■ **RECORDS FOR THE TASK**
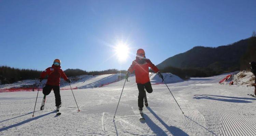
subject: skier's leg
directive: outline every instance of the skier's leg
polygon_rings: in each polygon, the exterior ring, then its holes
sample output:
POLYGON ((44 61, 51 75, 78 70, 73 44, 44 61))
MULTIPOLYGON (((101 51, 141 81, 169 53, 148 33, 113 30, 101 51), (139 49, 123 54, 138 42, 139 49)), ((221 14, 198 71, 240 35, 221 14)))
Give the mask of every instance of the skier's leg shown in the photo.
POLYGON ((139 96, 138 96, 138 106, 139 108, 143 108, 144 106, 143 99, 144 99, 144 85, 141 84, 137 84, 137 86, 139 89, 139 96))
POLYGON ((150 82, 146 83, 144 84, 144 86, 147 92, 151 93, 153 91, 153 89, 152 89, 152 86, 151 86, 151 83, 150 82))
POLYGON ((47 96, 51 92, 52 89, 52 86, 48 85, 46 85, 43 88, 43 94, 45 96, 47 96))
POLYGON ((55 106, 59 106, 61 103, 60 99, 60 94, 59 86, 54 86, 53 87, 53 92, 55 96, 55 106))

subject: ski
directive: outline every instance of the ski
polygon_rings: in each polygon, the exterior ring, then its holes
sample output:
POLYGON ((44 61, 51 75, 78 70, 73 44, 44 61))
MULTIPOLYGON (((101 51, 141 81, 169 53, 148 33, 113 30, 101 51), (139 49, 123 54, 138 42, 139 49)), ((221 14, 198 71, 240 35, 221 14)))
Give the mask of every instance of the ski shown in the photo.
POLYGON ((59 116, 61 114, 61 113, 60 113, 59 112, 59 110, 56 110, 56 116, 59 116))
POLYGON ((46 96, 44 95, 44 97, 43 98, 43 101, 42 102, 42 105, 40 110, 43 110, 44 109, 44 105, 45 104, 45 100, 46 99, 46 96))
POLYGON ((58 116, 60 115, 61 114, 61 113, 60 113, 59 112, 59 108, 61 106, 61 104, 60 104, 60 105, 59 105, 56 106, 56 116, 58 116))
POLYGON ((144 95, 144 101, 145 102, 145 105, 146 107, 148 106, 148 104, 147 103, 147 95, 146 94, 146 91, 144 90, 145 91, 145 95, 144 95))
POLYGON ((253 95, 253 94, 247 94, 247 95, 248 95, 248 96, 252 96, 253 97, 254 97, 254 98, 256 98, 256 96, 255 96, 255 95, 253 95))
POLYGON ((145 120, 145 118, 144 118, 144 115, 143 114, 142 111, 140 112, 140 120, 145 120))

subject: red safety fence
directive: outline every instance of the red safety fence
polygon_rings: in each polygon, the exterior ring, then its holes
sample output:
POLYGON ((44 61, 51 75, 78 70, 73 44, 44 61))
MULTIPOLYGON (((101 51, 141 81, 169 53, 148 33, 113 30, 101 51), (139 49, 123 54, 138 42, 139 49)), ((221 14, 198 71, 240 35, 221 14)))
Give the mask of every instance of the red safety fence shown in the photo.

■ **YOUR GOAL**
Quote verbatim the line containing "subject: red safety fence" and every line after it through the end of the records above.

■ **SOLUTION FOR THIS EXERCISE**
subject: red safety fence
directive: outline every instance of the red safety fence
polygon_rings: in each polygon, the exterior ring, then its holes
sample output:
POLYGON ((44 61, 51 75, 78 70, 73 44, 44 61))
MULTIPOLYGON (((101 51, 141 81, 169 53, 148 33, 113 30, 101 51), (139 49, 123 54, 138 42, 139 49)), ((221 14, 198 71, 240 35, 221 14)))
Give the mask of every instance of the red safety fence shown in the photo.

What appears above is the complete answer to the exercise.